Entries from a collection
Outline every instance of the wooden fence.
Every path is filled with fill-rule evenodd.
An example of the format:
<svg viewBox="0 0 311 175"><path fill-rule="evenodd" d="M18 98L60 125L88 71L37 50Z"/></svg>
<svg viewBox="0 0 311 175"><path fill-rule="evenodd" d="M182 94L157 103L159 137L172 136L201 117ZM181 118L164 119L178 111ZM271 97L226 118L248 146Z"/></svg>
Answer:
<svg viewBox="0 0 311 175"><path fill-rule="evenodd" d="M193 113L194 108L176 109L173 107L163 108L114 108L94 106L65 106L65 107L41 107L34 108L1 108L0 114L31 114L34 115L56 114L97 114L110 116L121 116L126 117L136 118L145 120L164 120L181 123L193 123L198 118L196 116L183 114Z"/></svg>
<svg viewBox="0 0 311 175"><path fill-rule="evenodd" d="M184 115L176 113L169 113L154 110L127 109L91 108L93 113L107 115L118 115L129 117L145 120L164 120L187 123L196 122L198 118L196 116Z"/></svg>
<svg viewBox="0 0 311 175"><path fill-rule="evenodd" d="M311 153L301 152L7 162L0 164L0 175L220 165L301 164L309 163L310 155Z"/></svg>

▶ _Directive_:
Return each line of the records above unchanged, keeping every character as it is.

▶ _Response_:
Outline every instance of the wooden fence.
Every path is filled with fill-rule evenodd.
An example of the format:
<svg viewBox="0 0 311 175"><path fill-rule="evenodd" d="M18 98L60 125L88 71L37 50Z"/></svg>
<svg viewBox="0 0 311 175"><path fill-rule="evenodd" d="M182 94L157 103L159 137L172 136L201 117ZM181 118L164 119L178 111ZM271 97L226 118L248 146Z"/></svg>
Answer:
<svg viewBox="0 0 311 175"><path fill-rule="evenodd" d="M193 113L194 108L176 109L173 107L163 108L114 108L94 106L65 106L65 107L41 107L34 108L1 108L0 114L31 114L34 115L56 114L97 114L110 116L121 116L126 117L136 118L145 120L164 120L181 123L193 123L198 118L196 116L183 114Z"/></svg>
<svg viewBox="0 0 311 175"><path fill-rule="evenodd" d="M184 115L176 113L169 113L154 110L127 109L91 108L93 113L107 115L118 115L129 117L145 120L164 120L187 123L196 122L198 118L196 116Z"/></svg>
<svg viewBox="0 0 311 175"><path fill-rule="evenodd" d="M311 153L301 152L7 162L0 164L0 175L220 165L301 164L309 163L310 155Z"/></svg>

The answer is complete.